Text excerpt:
While it is not the only factor to consider, the annual dividend can solidify whether a stock will benefit you financially. And among the many industry sectors to invest in, healthcare can be one of the most stable, especially regarding the dividend yield. Indeed, big dogs like Johnson & Johnson NYSE: JNJ, AbbVie, Inc. NYSE: ABBV, and Abbott Laboratories NYSE: ABT have been increasing their dividends for more than 50 years; and ABBV is considered one of the best dividend stocks out there.
The Marketbeat dividend calculator could help you determine if a stock is right for you. In addition, here are some strategies for picking the best dividend stocks [regardless of the industry]. Meanwhile, several lesser-known health sector stocks have paid increasing dividends for at least the last 30 years, dividend aristocrats and one qualifying as a dividend king.
Becton Dickinson & Company: 51 years
Of all the companies on this list, Becton Dickinson & Co. NYSE: BDX may seem the most obscure, but they are obviously among the most prolific. BDX is paying a $3.64 annual dividend at a 3-year annualized growth rate of 4.33%. The dividend payout ratio is 68.68%, with a 1.58% dividend yield.

Your goal: Reproduce the stretch of the healthcare dividend text from "Becton Dickinson & Company: 51" through "1.58% dividend yield.", keeping every word and mark unchanged.

Excerpted data:
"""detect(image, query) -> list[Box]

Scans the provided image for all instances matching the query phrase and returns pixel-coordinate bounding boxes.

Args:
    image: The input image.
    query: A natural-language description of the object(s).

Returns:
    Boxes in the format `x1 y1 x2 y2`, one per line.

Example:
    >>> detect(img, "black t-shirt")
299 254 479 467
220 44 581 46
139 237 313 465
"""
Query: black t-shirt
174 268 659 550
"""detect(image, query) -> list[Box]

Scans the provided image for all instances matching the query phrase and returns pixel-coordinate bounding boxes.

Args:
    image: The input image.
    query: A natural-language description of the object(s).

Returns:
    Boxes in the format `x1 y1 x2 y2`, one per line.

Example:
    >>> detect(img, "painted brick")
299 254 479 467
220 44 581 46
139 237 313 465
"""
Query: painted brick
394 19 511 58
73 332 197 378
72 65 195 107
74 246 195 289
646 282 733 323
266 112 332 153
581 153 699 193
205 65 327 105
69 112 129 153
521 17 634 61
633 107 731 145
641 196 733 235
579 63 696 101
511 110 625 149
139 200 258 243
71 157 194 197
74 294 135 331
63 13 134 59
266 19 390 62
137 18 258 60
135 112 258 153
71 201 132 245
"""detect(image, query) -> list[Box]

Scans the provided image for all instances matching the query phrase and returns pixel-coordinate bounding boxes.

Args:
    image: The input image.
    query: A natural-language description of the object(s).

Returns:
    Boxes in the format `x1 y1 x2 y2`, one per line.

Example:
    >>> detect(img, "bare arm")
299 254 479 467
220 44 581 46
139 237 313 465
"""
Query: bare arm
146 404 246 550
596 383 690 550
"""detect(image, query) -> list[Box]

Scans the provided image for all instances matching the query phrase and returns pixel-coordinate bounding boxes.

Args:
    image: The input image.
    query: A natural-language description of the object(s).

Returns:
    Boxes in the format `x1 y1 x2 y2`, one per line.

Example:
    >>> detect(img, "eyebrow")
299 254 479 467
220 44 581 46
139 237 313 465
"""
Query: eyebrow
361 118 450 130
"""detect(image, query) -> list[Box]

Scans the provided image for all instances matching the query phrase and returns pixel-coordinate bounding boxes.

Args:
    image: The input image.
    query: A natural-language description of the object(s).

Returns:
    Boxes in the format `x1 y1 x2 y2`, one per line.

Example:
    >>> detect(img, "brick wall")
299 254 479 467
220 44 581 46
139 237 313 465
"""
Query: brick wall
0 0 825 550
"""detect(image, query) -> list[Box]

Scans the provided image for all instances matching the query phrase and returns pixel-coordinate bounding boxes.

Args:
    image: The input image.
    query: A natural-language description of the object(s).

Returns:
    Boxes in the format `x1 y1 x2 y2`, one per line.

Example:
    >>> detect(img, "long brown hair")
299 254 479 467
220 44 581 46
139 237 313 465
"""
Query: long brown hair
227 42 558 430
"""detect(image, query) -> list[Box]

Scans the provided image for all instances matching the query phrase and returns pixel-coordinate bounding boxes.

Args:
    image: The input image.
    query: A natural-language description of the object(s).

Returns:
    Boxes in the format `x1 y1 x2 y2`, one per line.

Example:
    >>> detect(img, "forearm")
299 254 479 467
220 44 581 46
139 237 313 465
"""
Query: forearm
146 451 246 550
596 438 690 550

Solution:
Becton Dickinson & Company: 51 years
Of all the companies on this list, Becton Dickinson & Co. NYSE: BDX may seem the most obscure, but they are obviously among the most prolific. BDX is paying a $3.64 annual dividend at a 3-year annualized growth rate of 4.33%. The dividend payout ratio is 68.68%, with a 1.58% dividend yield.